→ Problem description: Please find each line in the items below that contains the string "wheel", and copy those lines.

(Data entries)
_ _ _ _ _
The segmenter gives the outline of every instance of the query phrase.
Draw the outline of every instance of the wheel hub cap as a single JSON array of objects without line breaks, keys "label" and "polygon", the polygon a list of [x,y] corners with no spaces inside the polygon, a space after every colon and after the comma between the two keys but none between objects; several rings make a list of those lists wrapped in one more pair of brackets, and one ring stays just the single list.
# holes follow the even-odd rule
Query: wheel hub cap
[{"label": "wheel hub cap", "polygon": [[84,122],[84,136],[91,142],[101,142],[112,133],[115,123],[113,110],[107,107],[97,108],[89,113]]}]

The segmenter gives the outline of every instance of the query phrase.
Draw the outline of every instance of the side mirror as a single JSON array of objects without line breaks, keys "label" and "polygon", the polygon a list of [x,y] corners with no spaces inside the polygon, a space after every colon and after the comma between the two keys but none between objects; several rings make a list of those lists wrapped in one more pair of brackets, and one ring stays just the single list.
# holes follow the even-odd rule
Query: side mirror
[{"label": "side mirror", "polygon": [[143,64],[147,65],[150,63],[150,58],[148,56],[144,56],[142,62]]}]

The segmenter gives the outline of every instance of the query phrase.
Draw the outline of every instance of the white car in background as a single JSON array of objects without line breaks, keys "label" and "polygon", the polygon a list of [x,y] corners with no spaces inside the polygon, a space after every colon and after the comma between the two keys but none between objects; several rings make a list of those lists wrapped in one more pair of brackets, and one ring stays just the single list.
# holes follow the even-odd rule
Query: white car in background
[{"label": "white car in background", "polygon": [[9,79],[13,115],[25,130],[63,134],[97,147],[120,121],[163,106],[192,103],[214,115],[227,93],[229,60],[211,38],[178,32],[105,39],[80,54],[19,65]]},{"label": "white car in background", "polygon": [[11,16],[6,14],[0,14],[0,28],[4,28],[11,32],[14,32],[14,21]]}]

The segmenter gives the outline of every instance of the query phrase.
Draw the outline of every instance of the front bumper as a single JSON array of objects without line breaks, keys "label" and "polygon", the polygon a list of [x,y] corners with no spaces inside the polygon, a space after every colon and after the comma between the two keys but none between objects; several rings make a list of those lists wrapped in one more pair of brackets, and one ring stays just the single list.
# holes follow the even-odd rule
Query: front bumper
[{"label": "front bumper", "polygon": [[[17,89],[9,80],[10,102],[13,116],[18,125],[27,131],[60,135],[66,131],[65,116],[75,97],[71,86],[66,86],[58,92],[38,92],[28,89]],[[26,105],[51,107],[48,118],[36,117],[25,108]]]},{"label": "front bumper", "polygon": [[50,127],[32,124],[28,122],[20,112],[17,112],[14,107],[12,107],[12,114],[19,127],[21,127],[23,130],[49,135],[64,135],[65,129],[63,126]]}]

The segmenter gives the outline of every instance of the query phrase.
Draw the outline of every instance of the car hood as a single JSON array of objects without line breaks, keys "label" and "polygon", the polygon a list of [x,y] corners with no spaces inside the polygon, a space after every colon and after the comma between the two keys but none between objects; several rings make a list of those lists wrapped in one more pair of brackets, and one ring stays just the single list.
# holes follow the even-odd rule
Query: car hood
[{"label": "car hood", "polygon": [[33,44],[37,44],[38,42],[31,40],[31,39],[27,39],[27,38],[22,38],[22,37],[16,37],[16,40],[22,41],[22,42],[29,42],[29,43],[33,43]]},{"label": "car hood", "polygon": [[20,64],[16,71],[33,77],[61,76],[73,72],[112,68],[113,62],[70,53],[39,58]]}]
_ _ _ _ _
→ Written response:
Draw the outline of every instance of the wheel hub cap as a single JSON array of objects without line breaks, keys "label" and "polygon", the polygon a list of [x,y] corners with no spaces inside the polygon, a space after every colon and after the comma between the two keys but none between objects; several rings make a list of those lists wrapped in one more pair of brackets, and one ring stays just the single list.
Query: wheel hub cap
[{"label": "wheel hub cap", "polygon": [[84,122],[84,136],[91,142],[101,142],[112,133],[115,123],[113,110],[107,107],[97,108],[89,113]]}]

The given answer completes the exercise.